TASK BRIEF: Reproduce verbatim the lines of the rows below, from the line with "white car -> box" up to and including the final line.
"""
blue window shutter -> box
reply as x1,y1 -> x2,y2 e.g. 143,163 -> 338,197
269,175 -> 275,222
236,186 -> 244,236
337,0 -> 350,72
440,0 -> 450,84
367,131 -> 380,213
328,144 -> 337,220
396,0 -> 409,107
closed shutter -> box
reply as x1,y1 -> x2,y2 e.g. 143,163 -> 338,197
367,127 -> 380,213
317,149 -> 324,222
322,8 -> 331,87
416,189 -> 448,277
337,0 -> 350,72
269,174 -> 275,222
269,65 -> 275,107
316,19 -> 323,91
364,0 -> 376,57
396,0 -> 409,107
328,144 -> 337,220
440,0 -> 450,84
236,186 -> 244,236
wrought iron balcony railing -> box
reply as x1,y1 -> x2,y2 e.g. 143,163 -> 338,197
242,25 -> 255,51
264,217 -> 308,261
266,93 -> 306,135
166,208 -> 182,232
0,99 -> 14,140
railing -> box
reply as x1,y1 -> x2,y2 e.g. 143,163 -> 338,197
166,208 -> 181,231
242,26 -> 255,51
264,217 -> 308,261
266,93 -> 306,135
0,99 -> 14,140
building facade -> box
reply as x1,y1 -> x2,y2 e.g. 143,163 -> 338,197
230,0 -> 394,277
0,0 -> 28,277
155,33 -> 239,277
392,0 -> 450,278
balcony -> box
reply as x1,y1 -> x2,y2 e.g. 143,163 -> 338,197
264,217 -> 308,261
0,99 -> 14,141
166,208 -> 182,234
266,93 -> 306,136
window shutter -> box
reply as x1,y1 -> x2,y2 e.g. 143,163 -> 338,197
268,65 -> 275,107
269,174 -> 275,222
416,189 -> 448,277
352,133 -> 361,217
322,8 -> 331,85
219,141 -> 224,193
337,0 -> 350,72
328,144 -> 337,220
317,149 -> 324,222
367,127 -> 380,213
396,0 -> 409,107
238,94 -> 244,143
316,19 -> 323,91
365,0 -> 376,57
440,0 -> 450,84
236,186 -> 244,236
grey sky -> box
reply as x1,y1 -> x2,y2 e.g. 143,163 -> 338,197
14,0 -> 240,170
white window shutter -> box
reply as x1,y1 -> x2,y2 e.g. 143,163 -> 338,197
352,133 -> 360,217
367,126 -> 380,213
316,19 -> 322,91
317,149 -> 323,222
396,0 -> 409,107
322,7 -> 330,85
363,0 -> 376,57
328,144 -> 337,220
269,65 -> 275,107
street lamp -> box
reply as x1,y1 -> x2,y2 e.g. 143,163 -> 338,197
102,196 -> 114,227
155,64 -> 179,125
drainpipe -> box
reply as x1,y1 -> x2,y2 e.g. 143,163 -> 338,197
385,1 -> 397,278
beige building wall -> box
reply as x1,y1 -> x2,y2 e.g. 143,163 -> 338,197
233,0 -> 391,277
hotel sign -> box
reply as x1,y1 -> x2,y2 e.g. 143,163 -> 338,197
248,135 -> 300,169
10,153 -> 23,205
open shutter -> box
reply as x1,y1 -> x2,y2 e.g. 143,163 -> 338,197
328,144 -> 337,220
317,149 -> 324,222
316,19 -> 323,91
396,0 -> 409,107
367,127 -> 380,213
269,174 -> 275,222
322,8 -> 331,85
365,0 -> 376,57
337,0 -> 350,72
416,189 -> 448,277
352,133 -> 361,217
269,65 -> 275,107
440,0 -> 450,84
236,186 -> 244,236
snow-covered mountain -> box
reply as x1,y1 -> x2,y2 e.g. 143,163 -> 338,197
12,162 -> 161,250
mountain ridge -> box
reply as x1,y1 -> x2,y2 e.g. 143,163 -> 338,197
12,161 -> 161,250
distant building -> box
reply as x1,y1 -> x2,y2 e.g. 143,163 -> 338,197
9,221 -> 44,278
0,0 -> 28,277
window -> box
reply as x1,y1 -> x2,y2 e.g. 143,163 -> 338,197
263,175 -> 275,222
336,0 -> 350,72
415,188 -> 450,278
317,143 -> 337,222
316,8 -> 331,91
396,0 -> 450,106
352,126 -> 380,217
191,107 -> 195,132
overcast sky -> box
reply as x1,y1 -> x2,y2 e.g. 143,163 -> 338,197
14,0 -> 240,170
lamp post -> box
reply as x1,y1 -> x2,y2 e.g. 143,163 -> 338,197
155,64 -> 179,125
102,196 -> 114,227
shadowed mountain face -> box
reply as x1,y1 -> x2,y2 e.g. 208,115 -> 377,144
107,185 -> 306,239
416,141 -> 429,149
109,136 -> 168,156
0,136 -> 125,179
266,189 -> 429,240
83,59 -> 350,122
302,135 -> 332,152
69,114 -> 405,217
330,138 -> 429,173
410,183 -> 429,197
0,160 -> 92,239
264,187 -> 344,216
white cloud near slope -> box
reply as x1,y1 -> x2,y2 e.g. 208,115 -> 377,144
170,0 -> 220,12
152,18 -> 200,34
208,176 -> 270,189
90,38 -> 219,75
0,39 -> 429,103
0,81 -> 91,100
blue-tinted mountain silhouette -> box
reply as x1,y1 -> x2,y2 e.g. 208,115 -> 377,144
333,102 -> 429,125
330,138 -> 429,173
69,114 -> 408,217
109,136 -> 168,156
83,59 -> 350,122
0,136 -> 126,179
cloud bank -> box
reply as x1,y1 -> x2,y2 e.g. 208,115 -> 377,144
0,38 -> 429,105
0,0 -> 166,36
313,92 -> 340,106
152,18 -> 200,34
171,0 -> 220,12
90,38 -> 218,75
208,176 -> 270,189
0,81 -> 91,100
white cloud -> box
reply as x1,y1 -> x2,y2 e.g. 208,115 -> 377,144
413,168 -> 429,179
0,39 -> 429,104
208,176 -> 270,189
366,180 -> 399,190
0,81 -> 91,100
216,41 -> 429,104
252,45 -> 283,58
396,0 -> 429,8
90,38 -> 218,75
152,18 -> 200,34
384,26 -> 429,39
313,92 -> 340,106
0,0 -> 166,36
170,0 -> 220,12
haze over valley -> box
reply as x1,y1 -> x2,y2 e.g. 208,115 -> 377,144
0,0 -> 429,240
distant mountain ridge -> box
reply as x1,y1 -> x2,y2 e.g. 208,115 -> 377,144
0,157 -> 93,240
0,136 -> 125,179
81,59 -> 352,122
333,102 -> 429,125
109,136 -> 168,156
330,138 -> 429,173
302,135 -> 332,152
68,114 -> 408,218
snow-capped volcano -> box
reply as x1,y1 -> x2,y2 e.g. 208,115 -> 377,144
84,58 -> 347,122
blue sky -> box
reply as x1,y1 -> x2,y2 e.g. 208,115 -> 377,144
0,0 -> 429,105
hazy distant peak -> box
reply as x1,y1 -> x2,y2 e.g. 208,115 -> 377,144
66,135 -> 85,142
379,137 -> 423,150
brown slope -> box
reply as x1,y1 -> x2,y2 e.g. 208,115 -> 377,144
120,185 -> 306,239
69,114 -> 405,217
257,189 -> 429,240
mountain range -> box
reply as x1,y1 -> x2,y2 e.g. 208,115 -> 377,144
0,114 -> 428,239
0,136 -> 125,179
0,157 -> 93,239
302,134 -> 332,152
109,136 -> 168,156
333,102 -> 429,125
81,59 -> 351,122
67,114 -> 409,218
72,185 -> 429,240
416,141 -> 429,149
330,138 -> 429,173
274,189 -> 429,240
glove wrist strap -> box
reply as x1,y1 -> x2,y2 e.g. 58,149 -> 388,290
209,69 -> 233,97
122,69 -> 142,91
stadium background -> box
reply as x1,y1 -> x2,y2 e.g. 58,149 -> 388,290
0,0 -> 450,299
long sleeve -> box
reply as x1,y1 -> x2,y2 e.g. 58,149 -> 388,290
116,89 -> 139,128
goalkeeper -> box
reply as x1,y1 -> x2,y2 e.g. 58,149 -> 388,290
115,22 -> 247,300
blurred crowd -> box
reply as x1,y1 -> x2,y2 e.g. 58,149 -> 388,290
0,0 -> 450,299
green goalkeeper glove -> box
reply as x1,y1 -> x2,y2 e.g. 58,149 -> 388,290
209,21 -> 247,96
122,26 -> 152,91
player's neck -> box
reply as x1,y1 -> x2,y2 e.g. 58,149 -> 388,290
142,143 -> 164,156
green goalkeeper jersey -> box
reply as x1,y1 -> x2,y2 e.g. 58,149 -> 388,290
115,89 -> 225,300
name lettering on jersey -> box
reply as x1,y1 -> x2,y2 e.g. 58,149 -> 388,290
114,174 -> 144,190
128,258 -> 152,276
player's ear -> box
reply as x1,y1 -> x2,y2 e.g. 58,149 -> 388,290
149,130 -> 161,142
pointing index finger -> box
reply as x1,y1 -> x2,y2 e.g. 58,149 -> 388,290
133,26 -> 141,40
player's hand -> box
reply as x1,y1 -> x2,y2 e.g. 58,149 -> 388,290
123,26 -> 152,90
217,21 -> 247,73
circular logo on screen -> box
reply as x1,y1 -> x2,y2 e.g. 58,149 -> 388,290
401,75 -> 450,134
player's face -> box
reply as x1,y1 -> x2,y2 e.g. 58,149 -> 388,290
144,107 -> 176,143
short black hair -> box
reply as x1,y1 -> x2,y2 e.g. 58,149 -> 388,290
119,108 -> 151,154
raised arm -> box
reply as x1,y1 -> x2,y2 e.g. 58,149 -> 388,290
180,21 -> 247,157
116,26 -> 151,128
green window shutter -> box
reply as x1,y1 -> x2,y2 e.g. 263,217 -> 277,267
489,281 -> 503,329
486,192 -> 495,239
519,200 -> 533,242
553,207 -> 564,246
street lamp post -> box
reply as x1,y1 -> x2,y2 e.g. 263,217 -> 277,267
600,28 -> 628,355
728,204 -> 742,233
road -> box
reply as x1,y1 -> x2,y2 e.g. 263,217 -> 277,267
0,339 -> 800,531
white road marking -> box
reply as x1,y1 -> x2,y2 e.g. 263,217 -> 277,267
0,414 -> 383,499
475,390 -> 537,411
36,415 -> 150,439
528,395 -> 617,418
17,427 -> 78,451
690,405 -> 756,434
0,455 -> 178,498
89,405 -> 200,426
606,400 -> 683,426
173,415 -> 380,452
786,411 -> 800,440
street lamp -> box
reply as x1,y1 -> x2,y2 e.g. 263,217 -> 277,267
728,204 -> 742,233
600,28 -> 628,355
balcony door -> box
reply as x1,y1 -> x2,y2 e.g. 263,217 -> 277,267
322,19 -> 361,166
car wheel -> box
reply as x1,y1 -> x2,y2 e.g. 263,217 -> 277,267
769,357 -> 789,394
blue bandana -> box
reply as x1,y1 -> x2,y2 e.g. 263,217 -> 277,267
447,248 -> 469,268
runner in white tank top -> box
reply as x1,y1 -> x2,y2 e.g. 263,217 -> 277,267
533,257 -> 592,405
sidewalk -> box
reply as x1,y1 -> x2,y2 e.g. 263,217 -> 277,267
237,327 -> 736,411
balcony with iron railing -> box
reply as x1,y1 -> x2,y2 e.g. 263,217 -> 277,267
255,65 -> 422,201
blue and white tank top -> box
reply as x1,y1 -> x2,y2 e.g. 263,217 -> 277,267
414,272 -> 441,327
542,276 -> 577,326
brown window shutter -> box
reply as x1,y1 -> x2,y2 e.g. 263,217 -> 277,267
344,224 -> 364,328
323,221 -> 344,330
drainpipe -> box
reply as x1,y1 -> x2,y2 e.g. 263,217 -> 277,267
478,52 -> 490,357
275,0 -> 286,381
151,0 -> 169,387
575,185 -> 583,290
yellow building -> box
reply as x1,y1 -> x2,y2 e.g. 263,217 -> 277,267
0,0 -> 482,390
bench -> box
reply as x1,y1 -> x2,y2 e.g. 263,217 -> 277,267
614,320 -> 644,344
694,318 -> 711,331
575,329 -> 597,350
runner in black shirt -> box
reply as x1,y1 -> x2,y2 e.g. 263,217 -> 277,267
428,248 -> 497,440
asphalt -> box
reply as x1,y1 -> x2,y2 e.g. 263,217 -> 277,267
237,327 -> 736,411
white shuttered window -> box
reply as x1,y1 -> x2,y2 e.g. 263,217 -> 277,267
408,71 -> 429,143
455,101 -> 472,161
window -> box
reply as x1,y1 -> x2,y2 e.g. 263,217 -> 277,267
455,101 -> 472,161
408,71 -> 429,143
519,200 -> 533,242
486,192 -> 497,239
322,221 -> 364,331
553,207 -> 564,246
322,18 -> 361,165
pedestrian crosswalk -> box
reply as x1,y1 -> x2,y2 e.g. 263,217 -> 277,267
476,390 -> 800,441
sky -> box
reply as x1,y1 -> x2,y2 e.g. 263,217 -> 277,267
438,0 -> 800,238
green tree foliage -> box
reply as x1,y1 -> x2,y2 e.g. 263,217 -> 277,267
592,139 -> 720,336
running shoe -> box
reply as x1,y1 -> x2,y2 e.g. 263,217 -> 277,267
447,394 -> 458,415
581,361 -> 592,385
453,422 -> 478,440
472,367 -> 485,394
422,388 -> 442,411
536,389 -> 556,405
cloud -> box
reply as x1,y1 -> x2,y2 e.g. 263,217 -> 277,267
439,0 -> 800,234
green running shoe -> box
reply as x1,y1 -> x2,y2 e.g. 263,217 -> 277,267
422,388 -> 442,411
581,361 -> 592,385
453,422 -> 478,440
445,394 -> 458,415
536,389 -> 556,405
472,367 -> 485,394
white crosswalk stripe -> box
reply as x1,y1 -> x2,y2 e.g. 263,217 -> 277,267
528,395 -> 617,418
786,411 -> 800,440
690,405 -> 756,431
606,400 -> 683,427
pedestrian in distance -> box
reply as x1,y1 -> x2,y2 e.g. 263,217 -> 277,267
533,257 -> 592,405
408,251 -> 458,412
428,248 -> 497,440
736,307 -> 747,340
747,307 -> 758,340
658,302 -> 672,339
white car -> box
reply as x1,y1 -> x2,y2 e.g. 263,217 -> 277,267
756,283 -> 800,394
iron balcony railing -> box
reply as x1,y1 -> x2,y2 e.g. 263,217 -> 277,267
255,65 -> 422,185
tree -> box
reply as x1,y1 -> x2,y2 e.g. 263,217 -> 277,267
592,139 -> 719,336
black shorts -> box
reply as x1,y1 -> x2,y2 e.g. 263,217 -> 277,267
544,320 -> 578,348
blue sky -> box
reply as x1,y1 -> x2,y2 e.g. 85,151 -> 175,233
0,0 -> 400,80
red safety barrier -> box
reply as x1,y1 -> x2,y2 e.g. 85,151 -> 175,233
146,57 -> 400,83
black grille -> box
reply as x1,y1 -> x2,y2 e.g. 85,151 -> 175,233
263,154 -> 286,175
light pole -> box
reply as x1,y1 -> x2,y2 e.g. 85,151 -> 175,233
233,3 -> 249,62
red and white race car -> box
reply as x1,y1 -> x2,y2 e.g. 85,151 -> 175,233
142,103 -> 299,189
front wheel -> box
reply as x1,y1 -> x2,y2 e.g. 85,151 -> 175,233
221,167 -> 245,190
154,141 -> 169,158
"""
PROBLEM SOLUTION:
white car -> box
reply as x1,y1 -> x2,y2 e.g. 263,217 -> 277,267
756,283 -> 800,394
iron balcony railing -> box
reply as x1,y1 -> x2,y2 e.g. 263,217 -> 277,267
255,65 -> 422,185
tree -> box
reply as x1,y1 -> x2,y2 e.g. 263,217 -> 277,267
592,139 -> 719,336
black shorts -> box
reply as x1,y1 -> x2,y2 e.g. 263,217 -> 277,267
544,320 -> 578,348
blue sky -> box
reply as x1,y1 -> x2,y2 e.g. 85,151 -> 175,233
0,0 -> 400,80
red safety barrier -> box
reply as x1,y1 -> x2,y2 e.g. 85,151 -> 175,233
146,57 -> 400,83
black grille -> box
reply as x1,y1 -> x2,y2 e.g. 85,151 -> 175,233
263,154 -> 286,175
light pole -> box
reply as x1,y1 -> x2,y2 e.g. 85,151 -> 175,233
233,3 -> 249,62
red and white race car -> box
reply as x1,y1 -> x2,y2 e.g. 85,151 -> 175,233
142,103 -> 299,189
front wheel -> box
reply as x1,y1 -> x2,y2 e.g. 85,151 -> 175,233
221,167 -> 245,190
154,141 -> 169,158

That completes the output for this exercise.